WRF-OL is configured with the following physical parameterizations. The Yonsei University scheme (Hong et al. 2006) is chosen for the planetary boundary layer turbulence closure; the RRTMG shortwave and longwave schemes (Iacono et al. 2008; Mlawer et al. 1997; Iacono et al. 2000) are used for radiation; and the Rapid Update Cycle (RUC) scheme is chosen as a multi-level soil model (6 levels) with higher resolution in the upper soil layer (0, 5, 20, 40, 160, 300 cm) (Smirnova et al. 1997; Smirnova et al. 2000). For consistency with the GFS initial and boundary conditions, the New Simplified Arakawa-Schubert scheme (Han and Pan 2011) is used with the following distinct approaches. No cumulus scheme is activated in the two innermost domains (4.5 and 1.5 km grid-spacing), because the grid-spacing enables to resolve the convection dynamics, while it is activated in the outermost domain (13.5 km grid-spacing).
In the present work, a comparison between WRF-OL and COSMO-2I (ARPAE 2020) is performed. The COSMO-2I domain covers the entire Italian territory, the boundaries conditions are provided by COSMO 5M, which is nested in the ECMWF-IFS global model at 0.125°grid-spacing, while initial conditions are provided by the high resolution KENDA-LETKF deterministic analysis (Schraff et al. 2016). The grid is setup with 2.8 km horizontal grid-spacing and 65 vertical levels. Forty-eight-hour forecasts are provided with two daily runs at 00 and 12 UTC. All details on the setup of the COSMO-2I and COSMO 5M models can be found at ARPAE (2020).
2.2 Data description
This work aims to evaluate the WRF-OL precipitation predictive capability by comparing the quantitative precipitation forecast (QPF) fields obtained from the model runs with the observational quantitative precipitation estimates (QPEs).
QPF fields are directly obtained from the model outputs on their native grid. Since WRF forecasts are 48 hours long we will refer to RUN1 as the first 24 hours of the forecast and as RUN2 for the subsequent 24 hours.
Two observational rainfall datasets are considered: the ground-based meteorological station networks and the Italian Radar Network (IRN), both managed by the Italian Civil Protection Department. In particular, the ground-based sensors, that are thermometers, rain gauges, hygrometers and anemometers, belong to two networks: the Functional Centers Network (FCN) and Public Administrations Unique Network (PAUN). In total, there are 5222 ground-based sensors, among which 3551 are from PAUN and 4881 are from FCN (some stations belong to both networks). They have been collecting data since 2004 and 2006, respectively. Data from 4366 rain gauges from the two ground-based networks are used in the present work.

> Stated problem A:
In the WRF-OL text, how many vertical levels does the COSMO-2I grid have?
> Stated problem B:
Using the WRF-OL text, decide whether each statement agrees with it. Answer yes or no for each, and quote the deciding words.
(i) The RUC soil model used in WRF-OL has six levels.
(ii) A cumulus scheme is activated in the 1.5 km grid-spacing domain.
(iii) COSMO-2I forecasts come from two runs per day, at 00 and 12 UTC.
> Stated problem C:
Retype the part of the WRF-OL text starting at "2.2 Data description" and ending at "subsequent 24 hours.".

> Dataset extract:
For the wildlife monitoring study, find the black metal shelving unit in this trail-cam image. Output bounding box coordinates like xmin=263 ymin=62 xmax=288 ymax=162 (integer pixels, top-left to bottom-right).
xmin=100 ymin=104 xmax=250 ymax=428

> Written answer A:
65 vertical levels.

> Written answer B:
(i) Yes: "the Rapid Update Cycle (RUC) scheme is chosen as a multi-level soil model (6 levels)"
(ii) No: "No cumulus scheme is activated in the two innermost domains (4.5 and 1.5 km grid-spacing)"
(iii) Yes: "Forty-eight-hour forecasts are provided with two daily runs at 00 and 12 UTC."

> Written answer C:
2.2 Data description
This work aims to evaluate the WRF-OL precipitation predictive capability by comparing the quantitative precipitation forecast (QPF) fields obtained from the model runs with the observational quantitative precipitation estimates (QPEs).
QPF fields are directly obtained from the model outputs on their native grid. Since WRF forecasts are 48 hours long we will refer to RUN1 as the first 24 hours of the forecast and as RUN2 for the subsequent 24 hours.